[TEXT SHOWN]:

··········

Getting Started¶
This guide is intended for users integrating game analytics pipeline for the first time. If you have an existing Game Analytics Pipeline deployment and need to upgrade to the latest version, see the Upgrading page.
Prerequisites¶
The following resources are required to install, configure, and deploy the game analytics pipeline.
- Amazon Web Services Account
- GitHub Account
- Visual Studio Code*
- API Client: Postman Desktop or Bruno
- IAM Users + Credentials
- IAM User for deploying the guidance Infrastructure-as-Code resources
- IAM User with AWS Console access
- IAM User for administrating the API, requires credentials (Access Key, Secret Access Key)
Info
When using Access Keys and Secret Access Keys, a best practice is to periodically rotate them. This means your administrators and deployments will need to keep the rotation of your keys in mind as well, more information here
*Other code editors can also be used, but tooling support may be limited
Installation¶
-
Log into your GitHub account, and navigate to the the Game Analytics Pipeline repository
-
Fork into your GitHub account
-
From your fork, clone your repository to a local folder on your machine
-
Navigate to the root of the local folder and open the project in your code editor
Set up Environment¶
A development container configuration contains the necessary Python, NodeJS, and the AWS CDK installations and versions needed to implement this guidance, which saves time installing manually. It is recommended, that you use the pre-configured environment as your development environment.
To use Dev Containers, a container platform such as Docker Desktop (local) or Finch must be installed and running.
Install the Dev Container Extension for VSCode¶
-
Navigate to the Dev Containers extension page in the Visual Studio Marketplace
-
Click Install to add the extension to VSCode
*Other code editors such as the Jetbrains suite also support Dev Containers.
(Optional) Configure VSCode to use Finch¶
Finch is an open source client for container development. To use Finch, follow the instructions in the Finch documentation to install and initialize Finch for your chosen operating system.
After Finch is installed and running, follow the instructions in the Finch documentation to configure the Dev Container Extension to utilize Finch as the container platform to run the dev container for your chosen operating system.
Using the Dev Container¶
After following the instructions in Installation, when the project is opened in your code editor, a popup will appear indicating that the folder contains a dev container configuration. To utilize the Dev Container environment, click on “Reopen in Container”.
Before deploying the sample code, ensure that the following required tools have been installed:
- Docker Desktop (local) or Finch
- Apache Maven
- AWS Cloud Development Kit (CDK) 2.92 or Terraform
- Python >=3.8
- NodeJS >= 22.0.0
If Finch is installed, set the CDK_DOCKER
environment variable to finch
CDK_DOCKER="finch"
This can also be added to the ~/.bashrc
file to be configured for every interactive shell. If you are using mac, replace ~/.bashrc
with ~/.zshrc
echo 'CDK_DOCKER="finch"' >> ~/.bashrc
Warning
The NPM commands to build and deploy the project are written to use UNIX shell commands. Because of this, the manual install is incompatible with the Windows Powershell without modifications to the NPM commands. Please consider using the Dev Container to have a consistent deployment environment.

··········

[SOURCE EXCERPT]:
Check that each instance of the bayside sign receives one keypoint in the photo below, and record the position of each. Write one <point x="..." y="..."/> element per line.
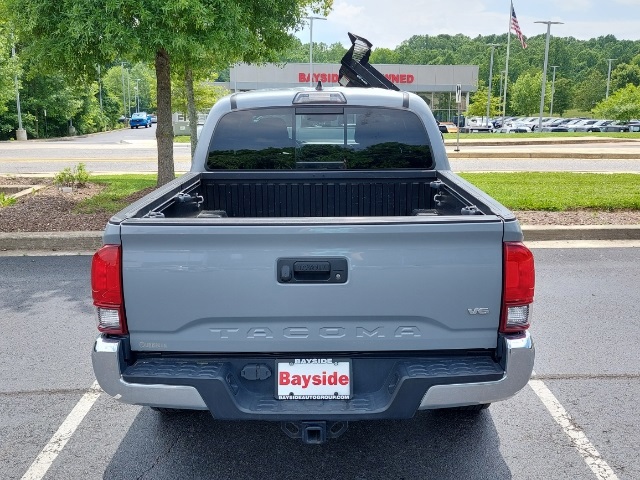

··········

[THE TASK]: In the getting started guide, replace "Finch" with "Podman" in everything from "To use Dev Containers, a" down to "container for your chosen operating system.", and write out that stretch with the change.

[TASK OUTPUT]:
To use Dev Containers, a container platform such as Docker Desktop (local) or Podman must be installed and running.
Install the Dev Container Extension for VSCode¶
-
Navigate to the Dev Containers extension page in the Visual Studio Marketplace
-
Click Install to add the extension to VSCode
*Other code editors such as the Jetbrains suite also support Dev Containers.
(Optional) Configure VSCode to use Podman¶
Podman is an open source client for container development. To use Podman, follow the instructions in the Podman documentation to install and initialize Podman for your chosen operating system.
After Podman is installed and running, follow the instructions in the Podman documentation to configure the Dev Container Extension to utilize Podman as the container platform to run the dev container for your chosen operating system.